Trazendo na mala bastante saudade

Querendo um sorriso sincero, um abraço,

Para aliviar meu cansaço

E toda essa minha vontade.

Que bom poder estar contigo de novo

Roçando teu corpo, beijando você

Pra mim tu és a estrela mais linda

Teus olhos me prendem fascinam

A paz que eu gosto de ter


Esses versos da composição de Dominguinhos e Nando do Cordel foram imortalizados na voz de Elba Ramalho em 1985 como parte da trilha sonora da novela Roque Santeiro, um enorme sucesso de Dias Gomes. Ela logo veio à minha mente ao ver as primeiras notícias sobre o convite do presidente Bolsonaro ao senador Ciro Nogueira para que assumisse a Casa Civil.

Se fizermos um balanço do mandato presidencial e de sua narrativa, veremos que, lado a lado com as sistemáticas agressões às instituições da República, o recorrente negacionismo em relação à pandemia, os ataques à imprensa e a jornalistas, há uma característica sempre presente: a afirmativa, repetida à exaustão, de que no seu governo não há corrupção. Aliás, essa vinha sendo uma das mais fortes justificativas para manutenção de apoio nas redes sociais.
Essa situação começou a mudar a partir de maio, quando teve início a série de depoimentos na CPI, acompanhados com um crescente interesse pela população nas sessões transmitidas ao vivo. Com certeza, esse fator acabou por contribuir diretamente para que a participação nas manifestações de ruas em 29 de maio tivesse sido em número muito superior ao esperado até mesmo por seus organizadores.

Porém o principal ponto de virada foi em 25 de junho, quando a CPI ouviu as revelações feitas pelo deputado federal Luiz Miranda e seu irmão sobre as negociatas envolvendo as obscuras tratativas para aquisição da vacina Covaxin. Desde então, as diversas pesquisas de opinião vêm mostrando que a imagem de um governo sem corrupção começa a erodir. A título de exemplo, a realizada pelo DataFolha em julho indica que, para 70%, há corrupção no governo federal e que, para 64%, o presidente tem conhecimento. O resultado não é diferente daqueles obtidos nos monitoramentos das redes sociais.

*MATERIAL FORNECIDO:*
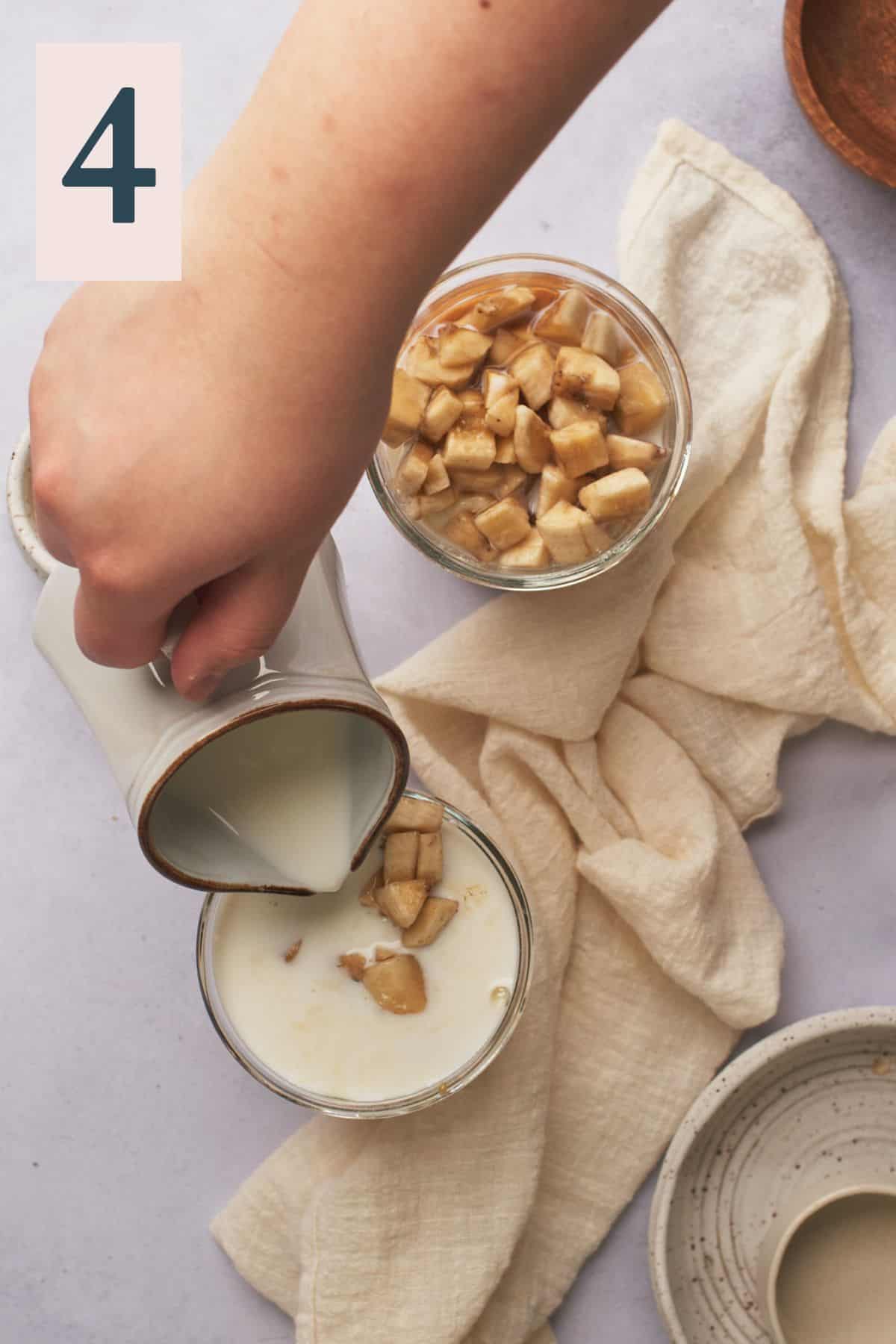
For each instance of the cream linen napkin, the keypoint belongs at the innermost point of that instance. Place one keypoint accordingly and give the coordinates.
(615, 739)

*INSTRUÇÕES:* Reproduza, sem nenhuma alteração, o trecho do texto fornecido que vai de "Essa situação começou" até "por seus organizadores.". A listagem não tem nenhum papel nesta atividade.

*RESPOSTA ESPERADA:*
Essa situação começou a mudar a partir de maio, quando teve início a série de depoimentos na CPI, acompanhados com um crescente interesse pela população nas sessões transmitidas ao vivo. Com certeza, esse fator acabou por contribuir diretamente para que a participação nas manifestações de ruas em 29 de maio tivesse sido em número muito superior ao esperado até mesmo por seus organizadores.